Problema proposto: Substitua "freira" por "religiosa" no trecho do texto sobre o filme Manas que vai de "Para entender com" até "dos direitos humanos." e transcreva o resultado.
--- Texto para leitura ---
Manas chega neste final de semana aos cinemas brasileiros depois de uma trajetória bem-sucedida em festivais no exterior, desde a primeira exibição, no Festival de Cinema de Veneza, em setembro de 2024, do qual Marianna saiu com o prêmio GDA Director's Award.

O longa é o resultado de um trabalho de dez anos que nasceu durante um encontro entre a diretora e a cantora Fafá de Belém. "Ela me contou sobre os casos de exploração sexual de crianças e mulheres no Rio Tajapuru. Fiquei tocada, revoltada, e entendi a conversa como um chamado", lembra.

Marianna havia acabado de lançar seu primeiro filme, um documentário sobre seu tio-avô, o artista plástico Francisco Brennand. O seu impulso era de realizar outro documentário. Mas ela percebeu que isso não funcionaria: "Eu precisaria colocar essas mulheres e crianças, que haviam sofrido essas violências tão terríveis, na frente das câmeras. E isso seria fazê-las viverem uma nova violência."

A ficção permitiu que ela ampliasse seus horizontes - a protagonista de Manas é Marcielle (a estreante Jamilli Correa), uma jovem de 13 anos que vive na Ilha do Marajó com o pai, Marcílio (Rômulo Braga), a mãe, Danielle (Fátima Macedo), e três irmãos. Ela cultua a imagem da irmã mais velha, que teria partido após conhecer um homem nas balsas que passam pelo Tajapuru. Conforme amadurece, Marcielle se vê em um beco sem saída - o abuso vem de sua própria casa, mas também está nas balsas que ela idealizava como forma de escapar da violência e da miséria.

"Eu entendi que a ficção me permitiria contar essa história de uma maneira que ela tivesse um alcance muito abrangente, e que eu poderia fazer isso com ética, respeito e delicadeza", diz Marianna.

Para entender com profundidade o tema, Marianna ouviu Fafá de Belém, que sugeriu a ela o contato com a irmã Marie Henriqueta. Aos 64 anos, a freira da Congregação de Nossa Senhora Menina é referência no combate à exploração sexual de crianças e adolescentes e está há mais de uma década no programa de proteção aos defensores dos direitos humanos.

A relação entre Marianna, a produtora Carolina Benevides e Henriqueta cresceu, e a religiosa teve um papel fundamental como consultora do filme. Por intermédio dela, Marianna conheceu o delegado Rodrigo Amorim, de 39 anos, superintendente da Região do Marajó Oriental, que passou a colaborar com o filme. "A preocupação que eu e a irmã temos é não contribuir com algo que vai desfocar da realidade. Moro no Marajó há 11 anos, sei o que acontece lá."
--- Material extraído ---
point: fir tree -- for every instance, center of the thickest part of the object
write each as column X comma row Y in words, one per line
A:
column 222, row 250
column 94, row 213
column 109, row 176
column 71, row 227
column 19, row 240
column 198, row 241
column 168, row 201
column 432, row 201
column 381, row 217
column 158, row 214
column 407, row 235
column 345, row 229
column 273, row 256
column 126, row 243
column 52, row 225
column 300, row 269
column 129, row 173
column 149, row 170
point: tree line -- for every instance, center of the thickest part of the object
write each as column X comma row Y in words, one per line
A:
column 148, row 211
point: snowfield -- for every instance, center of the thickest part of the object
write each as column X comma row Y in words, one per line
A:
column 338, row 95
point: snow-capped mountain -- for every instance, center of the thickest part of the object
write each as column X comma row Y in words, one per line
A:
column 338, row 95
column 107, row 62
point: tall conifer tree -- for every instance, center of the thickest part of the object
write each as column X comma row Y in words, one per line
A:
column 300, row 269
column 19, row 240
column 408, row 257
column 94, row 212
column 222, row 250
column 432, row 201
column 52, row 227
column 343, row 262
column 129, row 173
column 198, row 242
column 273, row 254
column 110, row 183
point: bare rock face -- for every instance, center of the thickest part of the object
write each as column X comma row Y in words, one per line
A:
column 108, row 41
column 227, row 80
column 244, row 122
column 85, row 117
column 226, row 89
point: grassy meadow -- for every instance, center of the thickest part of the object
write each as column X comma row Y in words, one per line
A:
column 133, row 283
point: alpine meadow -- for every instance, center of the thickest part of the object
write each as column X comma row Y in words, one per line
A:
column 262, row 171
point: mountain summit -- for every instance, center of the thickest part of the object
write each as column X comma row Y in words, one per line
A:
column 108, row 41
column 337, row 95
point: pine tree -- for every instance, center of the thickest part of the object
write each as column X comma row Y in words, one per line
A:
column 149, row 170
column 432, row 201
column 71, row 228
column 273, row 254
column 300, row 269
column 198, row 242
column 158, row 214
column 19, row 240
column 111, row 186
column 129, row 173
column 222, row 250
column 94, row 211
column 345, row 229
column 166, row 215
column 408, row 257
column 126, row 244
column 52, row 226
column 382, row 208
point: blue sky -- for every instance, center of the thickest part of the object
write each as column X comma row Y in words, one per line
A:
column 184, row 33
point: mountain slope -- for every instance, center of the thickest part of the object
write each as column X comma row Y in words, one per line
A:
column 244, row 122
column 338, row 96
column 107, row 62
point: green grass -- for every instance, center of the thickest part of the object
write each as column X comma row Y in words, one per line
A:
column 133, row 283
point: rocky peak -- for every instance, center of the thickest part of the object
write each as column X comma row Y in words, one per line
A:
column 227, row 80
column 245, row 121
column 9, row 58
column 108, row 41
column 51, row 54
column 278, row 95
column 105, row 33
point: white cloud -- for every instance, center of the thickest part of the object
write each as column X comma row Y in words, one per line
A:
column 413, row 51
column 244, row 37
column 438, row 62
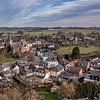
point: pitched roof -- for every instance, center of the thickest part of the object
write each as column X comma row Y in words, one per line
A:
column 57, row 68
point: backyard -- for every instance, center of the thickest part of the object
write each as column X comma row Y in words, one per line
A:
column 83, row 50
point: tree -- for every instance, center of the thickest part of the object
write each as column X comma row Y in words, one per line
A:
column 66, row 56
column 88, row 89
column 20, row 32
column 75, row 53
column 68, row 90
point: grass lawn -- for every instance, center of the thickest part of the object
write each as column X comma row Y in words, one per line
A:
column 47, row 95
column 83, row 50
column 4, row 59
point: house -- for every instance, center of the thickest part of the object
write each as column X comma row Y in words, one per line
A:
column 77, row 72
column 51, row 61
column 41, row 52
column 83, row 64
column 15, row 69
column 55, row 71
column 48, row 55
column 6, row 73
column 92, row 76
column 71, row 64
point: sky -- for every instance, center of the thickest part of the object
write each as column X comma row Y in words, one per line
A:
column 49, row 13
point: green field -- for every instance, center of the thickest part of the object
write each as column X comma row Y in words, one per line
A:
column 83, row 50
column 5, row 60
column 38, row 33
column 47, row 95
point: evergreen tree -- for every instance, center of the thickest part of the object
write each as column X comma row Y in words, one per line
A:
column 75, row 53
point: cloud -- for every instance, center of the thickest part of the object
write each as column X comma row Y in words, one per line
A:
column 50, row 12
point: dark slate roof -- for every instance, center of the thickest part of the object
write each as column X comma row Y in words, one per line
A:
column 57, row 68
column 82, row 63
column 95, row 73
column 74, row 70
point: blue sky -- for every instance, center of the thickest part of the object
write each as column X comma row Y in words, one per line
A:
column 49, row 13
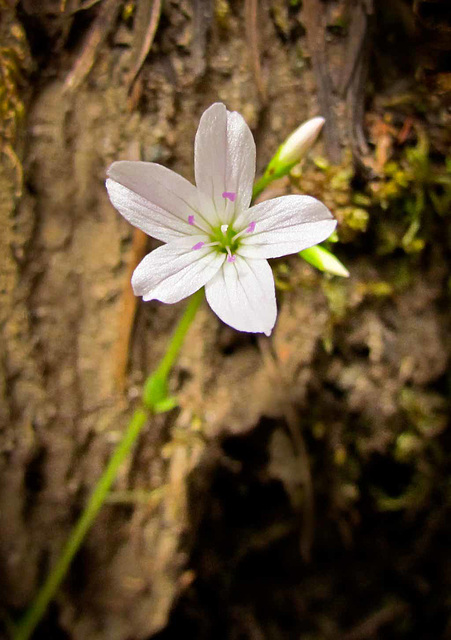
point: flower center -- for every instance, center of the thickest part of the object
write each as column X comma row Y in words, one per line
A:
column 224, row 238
---
--- Material extraído ---
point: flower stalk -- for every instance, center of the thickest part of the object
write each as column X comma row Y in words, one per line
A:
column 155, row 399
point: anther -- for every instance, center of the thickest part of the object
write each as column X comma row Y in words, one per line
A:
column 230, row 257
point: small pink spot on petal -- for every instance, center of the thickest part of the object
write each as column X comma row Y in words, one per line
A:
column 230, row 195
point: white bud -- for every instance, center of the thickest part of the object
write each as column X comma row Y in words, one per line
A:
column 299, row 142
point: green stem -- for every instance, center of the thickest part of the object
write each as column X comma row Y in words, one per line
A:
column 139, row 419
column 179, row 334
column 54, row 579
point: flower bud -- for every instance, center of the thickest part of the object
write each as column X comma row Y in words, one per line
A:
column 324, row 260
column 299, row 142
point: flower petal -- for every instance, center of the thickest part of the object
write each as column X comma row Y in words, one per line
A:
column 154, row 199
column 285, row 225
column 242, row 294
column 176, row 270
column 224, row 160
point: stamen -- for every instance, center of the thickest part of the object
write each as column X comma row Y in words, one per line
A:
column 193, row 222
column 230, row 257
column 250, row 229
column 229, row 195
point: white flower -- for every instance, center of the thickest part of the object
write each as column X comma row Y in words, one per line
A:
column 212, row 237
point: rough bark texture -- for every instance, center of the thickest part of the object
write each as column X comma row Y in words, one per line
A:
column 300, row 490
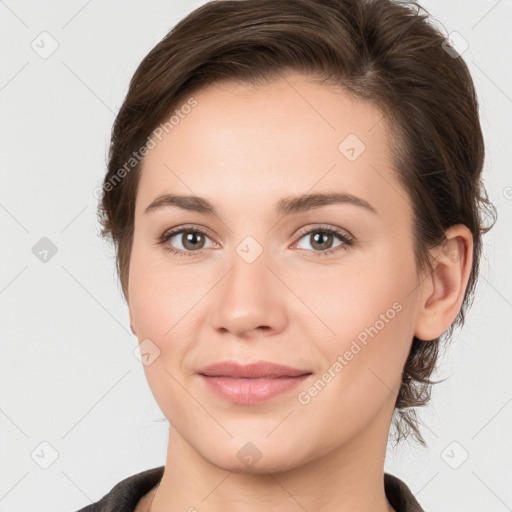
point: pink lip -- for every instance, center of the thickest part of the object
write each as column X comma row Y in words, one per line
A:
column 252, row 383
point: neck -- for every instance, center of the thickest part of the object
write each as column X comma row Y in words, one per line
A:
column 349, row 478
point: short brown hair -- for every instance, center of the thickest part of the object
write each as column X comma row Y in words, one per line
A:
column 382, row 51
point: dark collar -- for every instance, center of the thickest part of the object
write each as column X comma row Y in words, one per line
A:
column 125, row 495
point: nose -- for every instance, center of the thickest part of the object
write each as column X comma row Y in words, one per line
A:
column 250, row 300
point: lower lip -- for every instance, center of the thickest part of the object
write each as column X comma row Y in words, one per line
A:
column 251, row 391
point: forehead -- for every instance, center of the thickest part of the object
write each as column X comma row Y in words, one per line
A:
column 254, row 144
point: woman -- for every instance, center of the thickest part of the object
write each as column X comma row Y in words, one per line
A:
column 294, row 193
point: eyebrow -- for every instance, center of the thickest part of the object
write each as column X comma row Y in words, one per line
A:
---
--- Material extraído ---
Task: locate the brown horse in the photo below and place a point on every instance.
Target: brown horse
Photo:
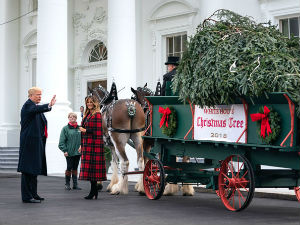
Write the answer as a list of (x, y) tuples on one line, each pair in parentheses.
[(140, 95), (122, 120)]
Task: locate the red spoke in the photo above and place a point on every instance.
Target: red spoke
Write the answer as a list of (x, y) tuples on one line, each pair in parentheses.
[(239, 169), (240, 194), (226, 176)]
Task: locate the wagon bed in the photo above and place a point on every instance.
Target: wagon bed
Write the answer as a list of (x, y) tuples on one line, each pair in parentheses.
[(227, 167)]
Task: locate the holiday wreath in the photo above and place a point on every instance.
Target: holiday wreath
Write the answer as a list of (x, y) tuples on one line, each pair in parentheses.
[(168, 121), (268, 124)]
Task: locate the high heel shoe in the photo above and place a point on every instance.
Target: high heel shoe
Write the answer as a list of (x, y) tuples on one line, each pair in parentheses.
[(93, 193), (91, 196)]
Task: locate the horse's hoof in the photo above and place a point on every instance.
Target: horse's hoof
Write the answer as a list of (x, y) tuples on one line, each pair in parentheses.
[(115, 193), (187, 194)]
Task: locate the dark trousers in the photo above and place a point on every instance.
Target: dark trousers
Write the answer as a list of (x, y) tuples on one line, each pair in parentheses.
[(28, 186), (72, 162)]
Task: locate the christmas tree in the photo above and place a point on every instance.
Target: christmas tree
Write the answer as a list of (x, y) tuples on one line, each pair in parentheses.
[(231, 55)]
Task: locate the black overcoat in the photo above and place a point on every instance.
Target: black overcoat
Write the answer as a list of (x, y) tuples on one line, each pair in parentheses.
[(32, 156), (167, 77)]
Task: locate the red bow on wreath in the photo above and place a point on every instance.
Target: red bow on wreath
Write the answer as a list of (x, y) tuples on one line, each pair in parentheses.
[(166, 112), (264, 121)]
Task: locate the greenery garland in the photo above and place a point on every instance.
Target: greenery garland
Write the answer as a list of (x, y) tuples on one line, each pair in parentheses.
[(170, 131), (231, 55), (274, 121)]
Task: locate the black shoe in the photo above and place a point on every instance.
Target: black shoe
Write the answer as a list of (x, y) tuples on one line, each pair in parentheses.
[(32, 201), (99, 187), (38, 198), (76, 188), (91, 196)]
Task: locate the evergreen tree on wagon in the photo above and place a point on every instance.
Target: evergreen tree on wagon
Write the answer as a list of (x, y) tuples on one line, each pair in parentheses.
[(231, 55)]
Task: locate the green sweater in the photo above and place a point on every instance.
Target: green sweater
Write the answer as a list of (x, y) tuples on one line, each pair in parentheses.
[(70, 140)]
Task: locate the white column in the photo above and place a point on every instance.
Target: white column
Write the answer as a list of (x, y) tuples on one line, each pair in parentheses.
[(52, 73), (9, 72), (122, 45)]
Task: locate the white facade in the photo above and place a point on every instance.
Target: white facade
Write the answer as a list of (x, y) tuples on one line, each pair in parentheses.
---
Resposta do exercício:
Para entender com profundidade o tema, Marianna ouviu Fafá de Belém, que sugeriu a ela o contato com a irmã Marie Henriqueta. Aos 64 anos, a religiosa da Congregação de Nossa Senhora Menina é referência no combate à exploração sexual de crianças e adolescentes e está há mais de uma década no programa de proteção aos defensores dos direitos humanos.